(Stored entries)
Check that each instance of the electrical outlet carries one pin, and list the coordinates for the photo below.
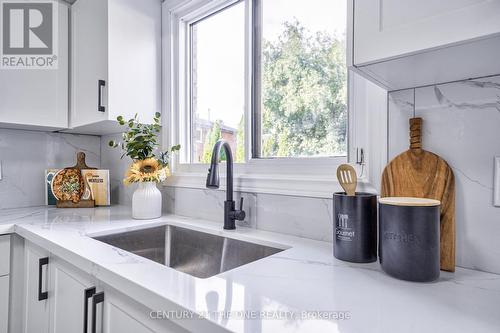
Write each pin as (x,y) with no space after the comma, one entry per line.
(496,186)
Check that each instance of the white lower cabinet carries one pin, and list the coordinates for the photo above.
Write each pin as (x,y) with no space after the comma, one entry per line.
(124,315)
(70,293)
(36,301)
(4,303)
(60,298)
(4,282)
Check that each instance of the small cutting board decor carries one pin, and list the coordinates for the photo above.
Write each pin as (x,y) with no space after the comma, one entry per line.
(422,174)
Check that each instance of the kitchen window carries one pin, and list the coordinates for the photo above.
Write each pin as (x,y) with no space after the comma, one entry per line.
(270,77)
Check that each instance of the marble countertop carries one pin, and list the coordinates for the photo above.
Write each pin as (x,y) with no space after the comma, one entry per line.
(301,289)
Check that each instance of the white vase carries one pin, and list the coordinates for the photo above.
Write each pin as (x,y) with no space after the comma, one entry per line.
(146,201)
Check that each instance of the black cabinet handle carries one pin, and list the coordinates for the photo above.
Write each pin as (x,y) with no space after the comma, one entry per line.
(96,299)
(88,293)
(100,85)
(42,295)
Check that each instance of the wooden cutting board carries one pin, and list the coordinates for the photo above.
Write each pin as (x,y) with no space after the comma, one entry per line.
(422,174)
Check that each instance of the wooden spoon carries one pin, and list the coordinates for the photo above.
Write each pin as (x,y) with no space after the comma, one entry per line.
(348,178)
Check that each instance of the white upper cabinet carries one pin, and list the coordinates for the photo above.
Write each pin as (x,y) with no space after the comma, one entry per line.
(34,68)
(116,63)
(408,43)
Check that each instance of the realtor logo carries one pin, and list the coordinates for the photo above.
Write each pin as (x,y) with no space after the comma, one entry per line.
(29,34)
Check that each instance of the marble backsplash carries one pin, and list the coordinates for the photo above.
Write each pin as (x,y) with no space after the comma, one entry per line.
(461,123)
(24,156)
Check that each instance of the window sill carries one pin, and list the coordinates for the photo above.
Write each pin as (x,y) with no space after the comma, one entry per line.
(290,185)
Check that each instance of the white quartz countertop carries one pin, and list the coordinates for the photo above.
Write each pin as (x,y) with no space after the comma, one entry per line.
(301,289)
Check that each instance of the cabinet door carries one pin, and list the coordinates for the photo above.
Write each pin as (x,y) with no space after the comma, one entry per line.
(38,98)
(36,303)
(124,315)
(89,43)
(4,303)
(68,288)
(391,28)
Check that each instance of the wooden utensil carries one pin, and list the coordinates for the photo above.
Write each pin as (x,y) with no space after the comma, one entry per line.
(348,178)
(422,174)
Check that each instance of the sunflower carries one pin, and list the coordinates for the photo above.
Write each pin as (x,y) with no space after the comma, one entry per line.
(143,171)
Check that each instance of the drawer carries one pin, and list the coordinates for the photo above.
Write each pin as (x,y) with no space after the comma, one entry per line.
(4,303)
(4,255)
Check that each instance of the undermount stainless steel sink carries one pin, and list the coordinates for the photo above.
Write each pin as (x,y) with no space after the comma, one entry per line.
(193,252)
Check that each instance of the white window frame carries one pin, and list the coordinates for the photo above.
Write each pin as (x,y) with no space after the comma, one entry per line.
(311,177)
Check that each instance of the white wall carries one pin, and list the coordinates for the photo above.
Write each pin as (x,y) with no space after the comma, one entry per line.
(110,159)
(462,125)
(25,155)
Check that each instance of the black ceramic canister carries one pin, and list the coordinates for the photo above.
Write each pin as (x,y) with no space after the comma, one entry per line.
(355,232)
(409,238)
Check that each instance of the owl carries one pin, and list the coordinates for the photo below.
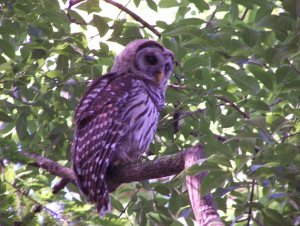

» **ABOUT THIS TASK**
All of the entries need to be copied exactly, minus any pictures.

» **EXERCISE ANSWER**
Check that each instance of the electrical outlet carries one pin, and list the coordinates for the photo below.
Write each pin as (x,y) with no space after the comma, one entry per line.
(496,186)
Check that each instance of the white lower cabinet carries one pin, and list the coordinates for the photo above.
Write each pin as (x,y) with no space after the comma, one entry per line.
(124,315)
(70,293)
(36,301)
(4,303)
(60,298)
(4,282)
Check that each instance of the small cutting board decor carries one pin, and list the coordinates for the photo above.
Write each pin as (x,y) with no space after the comma, one entry per line.
(422,174)
Check that each instance of the kitchen window carries one pin, and list the coordinates for the photo above.
Write each pin as (x,y) with no space after the comma, one entry per line.
(270,77)
Check that each instance of the marble countertop carries one pin, and list the coordinates for the photo above.
Write each pin as (x,y) with no space after the comma, one entry per line.
(301,289)
Check that each instance of the white vase carries one pin, and list the coordinates for the photo above.
Write each pin as (x,y) with no space after the comma, one entry per line.
(146,201)
Check that each instance of the black cabinet handle carries one pin, and list the coordinates for the photo above.
Write each pin as (x,y) with no space after the comma, one entry per line.
(96,299)
(88,293)
(100,85)
(42,295)
Check that each instance of the wooden cutting board carries one pin, and list the coordinates for the photo above.
Write each pin as (x,y) with no space after the comma, one entry per line.
(422,174)
Check that each instance of the wooden spoon carries one pin, and list the coordinates for the photo above.
Write each pin as (x,y) with no space after the comma, one entry per line.
(348,178)
Check that each instance of the white upper cabinet carries one pin, and list the coordinates for the photo above.
Write each pin as (x,y) with no space after the comma, one entry per line.
(34,68)
(116,63)
(408,43)
Check that each instance of the realtor logo carries one pin, and list the coordinates for the photo above.
Write each pin as (x,y) with no space after the comma, one entry per line.
(29,34)
Check that each instance of the marble backsplash carries one pin, and list the coordinates for the photo above.
Write each pin as (x,y) with no space after the comma, one entry per line.
(461,123)
(24,156)
Check that each instance of the window sill carries one pin, and list the coordinates for the photo above.
Write each pin as (x,y) with no space after the comma, one entry per line.
(290,185)
Check that each instance of the white quartz countertop carries one pin, and list the coordinates for the photo above.
Write each pin as (x,y) with no space after the comma, one entry per line.
(301,289)
Check that each instance of the cabinet door carries one pin, and list the coordinates for the photo above.
Write each pin as (x,y) with no space after the comma, one entry per line.
(38,98)
(36,303)
(124,315)
(89,43)
(4,303)
(68,288)
(391,28)
Check that each instance of the wooden utensil carries one pin, and list the coordinates for the photo above.
Write each pin as (x,y) with no space after the comma, one entry per line.
(348,178)
(422,174)
Check that each instance of the sunflower carries one pin, and list the coordinates for the photo above.
Write each pin as (x,y) with no space after the comma, one entry per line.
(143,171)
Check that each instance of the drawer carries one pin, and list the coordinates for the photo above.
Write each pin as (x,y) with no space after the comma, one entry per line.
(4,303)
(4,255)
Check that each instance of the undermount stainless steel sink carries one pin, and list the coordinates for the photo above.
Write each pin as (x,y) with no space after the comma, one entry per line.
(193,252)
Check that each instance of the white window frame carries one pin, and list the coordinates for the photo above.
Write each pin as (x,y) with no space after the comma, one entry per line.
(311,177)
Check that each instance of the white wall carries one pin, and list the coordinates for the photo above.
Write each pin as (x,y) with no space after the comma, one entry per line.
(110,159)
(462,125)
(25,155)
Check that each instance of the black ceramic canister carries one pin, and list the coordinates for the photo above.
Write each pin as (x,y) with no space after the comma, one entry per line.
(355,232)
(409,238)
Check that each instance of the owl carries one pin, and list the coordinates for the photo below.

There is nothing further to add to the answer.